------ Entries ------
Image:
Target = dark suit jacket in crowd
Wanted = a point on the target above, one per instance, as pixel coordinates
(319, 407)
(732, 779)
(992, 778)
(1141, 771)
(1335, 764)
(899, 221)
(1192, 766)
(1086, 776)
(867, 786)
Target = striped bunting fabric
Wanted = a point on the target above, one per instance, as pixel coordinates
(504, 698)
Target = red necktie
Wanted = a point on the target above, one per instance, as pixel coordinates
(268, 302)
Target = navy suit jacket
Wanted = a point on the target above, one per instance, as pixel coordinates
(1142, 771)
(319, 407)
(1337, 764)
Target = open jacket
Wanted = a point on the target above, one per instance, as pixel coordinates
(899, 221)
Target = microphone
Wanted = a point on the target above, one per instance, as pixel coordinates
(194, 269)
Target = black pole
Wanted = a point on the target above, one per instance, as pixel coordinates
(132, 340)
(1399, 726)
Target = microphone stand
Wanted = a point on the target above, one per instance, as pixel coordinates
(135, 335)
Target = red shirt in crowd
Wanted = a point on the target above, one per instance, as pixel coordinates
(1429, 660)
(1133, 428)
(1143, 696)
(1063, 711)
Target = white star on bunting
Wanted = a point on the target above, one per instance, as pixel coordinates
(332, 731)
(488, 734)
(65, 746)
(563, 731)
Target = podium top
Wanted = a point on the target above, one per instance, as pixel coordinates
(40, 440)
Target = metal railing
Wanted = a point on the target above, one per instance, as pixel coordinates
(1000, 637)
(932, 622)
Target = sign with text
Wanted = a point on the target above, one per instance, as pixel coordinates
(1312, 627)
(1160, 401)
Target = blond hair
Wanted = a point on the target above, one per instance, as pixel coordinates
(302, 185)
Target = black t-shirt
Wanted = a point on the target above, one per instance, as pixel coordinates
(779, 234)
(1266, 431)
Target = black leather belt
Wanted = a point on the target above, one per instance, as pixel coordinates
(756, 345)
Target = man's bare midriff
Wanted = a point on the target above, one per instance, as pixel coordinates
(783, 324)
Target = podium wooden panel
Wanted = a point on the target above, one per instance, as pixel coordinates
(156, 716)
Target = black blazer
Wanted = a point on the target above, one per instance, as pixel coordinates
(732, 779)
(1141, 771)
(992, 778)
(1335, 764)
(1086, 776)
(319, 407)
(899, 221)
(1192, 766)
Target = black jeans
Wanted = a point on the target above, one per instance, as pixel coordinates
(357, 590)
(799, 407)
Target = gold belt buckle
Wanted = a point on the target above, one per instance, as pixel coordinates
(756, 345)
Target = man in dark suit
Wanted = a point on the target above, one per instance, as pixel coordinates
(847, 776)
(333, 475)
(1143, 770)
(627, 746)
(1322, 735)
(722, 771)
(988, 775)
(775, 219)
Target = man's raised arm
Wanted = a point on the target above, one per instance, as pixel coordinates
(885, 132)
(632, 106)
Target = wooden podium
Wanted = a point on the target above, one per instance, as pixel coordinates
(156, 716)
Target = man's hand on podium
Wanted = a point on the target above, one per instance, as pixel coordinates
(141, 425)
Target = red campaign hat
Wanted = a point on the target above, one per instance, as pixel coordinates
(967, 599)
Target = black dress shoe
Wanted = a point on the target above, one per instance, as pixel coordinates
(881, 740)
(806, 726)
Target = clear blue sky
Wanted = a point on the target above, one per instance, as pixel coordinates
------
■ Instruction
Switch every "podium" in the items above to "lectern" and write out all the lines again, leaving everything else as it is.

■ Complete response
Image:
Target = dark suit jacket in crowd
Wanted = a point on the target above, one per instance, as pixel coordinates
(319, 407)
(732, 779)
(992, 778)
(1141, 771)
(1335, 764)
(899, 221)
(1192, 766)
(1086, 776)
(867, 786)
Target = striped bunting fabric
Wanted = a point on the target above, one per instance, as pixel coordinates
(504, 698)
Target = red necktie
Wanted = a point on the target above, one per instance, as pixel coordinates
(268, 302)
Target = navy suit jacket
Wanted = a point on the target above, one per instance, as pixel coordinates
(1142, 771)
(319, 407)
(1337, 764)
Target = open jacket
Wanted = a point on the target above, one per instance, as pixel coordinates
(899, 221)
Target = microphone
Wanted = a point on the target above, one per instance, as pixel coordinates
(194, 269)
Target = black pole
Wanted = a point on the target above, one per instance, as pixel coordinates
(132, 340)
(1399, 726)
Target = microphone stand
Wanted = a point on the target above, one per instance, as pixel coordinates
(135, 335)
Target = red shirt in crowd
Wanted = a point on the target above, one per instance, as pixel coordinates
(1429, 660)
(1133, 428)
(1143, 696)
(1063, 711)
Target = white star on bunting
Wanted = a point on the target above, one per instance, as pixel coordinates
(332, 731)
(488, 734)
(65, 746)
(563, 731)
Target = lectern top
Wanted = a point on the target above, one per instance, as pixel coordinates
(40, 440)
Target = metal railing
Wanted = a point on the target above, one per instance, as pixel coordinates
(1000, 637)
(932, 622)
Target = sign with text
Wanted = a point on the target above, one per instance, as pixel coordinates
(1312, 627)
(1160, 401)
Target = blond hair
Wanted = a point on the target above, one per instance, as pixel coordinates
(302, 185)
Target = black t-shirt
Wanted = a point on the target above, one per instance, as pixel coordinates
(779, 234)
(1266, 431)
Target = black leather belt
Wanted = a point on the target above, one per instance, as pixel coordinates
(756, 345)
Target = man's bare midriff
Wanted = a point on the target above, one per instance, as pixel coordinates
(783, 324)
Target = lectern wooden panel
Wanted = a point on the target above, one per instance, as pixel coordinates
(156, 716)
Target = black blazer
Wanted = a point on the target above, one per instance, as pixel coordinates
(732, 779)
(1141, 771)
(992, 778)
(1335, 764)
(1086, 776)
(319, 407)
(899, 221)
(1192, 766)
Target = black jeans
Wanted = a point on the target above, one per instance, as pixel coordinates
(357, 590)
(799, 407)
Target = gold belt buckle
Wanted = a point on the target above, one per instance, as pixel coordinates
(756, 345)
Target = man in dark suit
Wanted = a point on the target above, one per instance, as pixel coordinates
(847, 776)
(333, 475)
(1143, 770)
(627, 746)
(1322, 735)
(722, 771)
(988, 775)
(775, 219)
Target = man's raised arm
Wanted = a point on the target above, one per instance, as pixel coordinates
(885, 132)
(632, 106)
Target = wooden lectern
Wanted = a point on the target above, one per instance, as pixel coordinates
(156, 716)
Target = man's hand on lectern
Wanted = a point on the target above, one per instance, as pixel coordinates
(141, 425)
Target = red campaign hat
Wanted = a point on the target above, one per instance, as pixel coordinates
(967, 599)
Target = black dress shoe
Wanted = a point on the target above, one per instance, as pixel coordinates
(881, 740)
(806, 726)
Target = clear blue sky
Wanted = a point on the target above, one per instance, as pixel coordinates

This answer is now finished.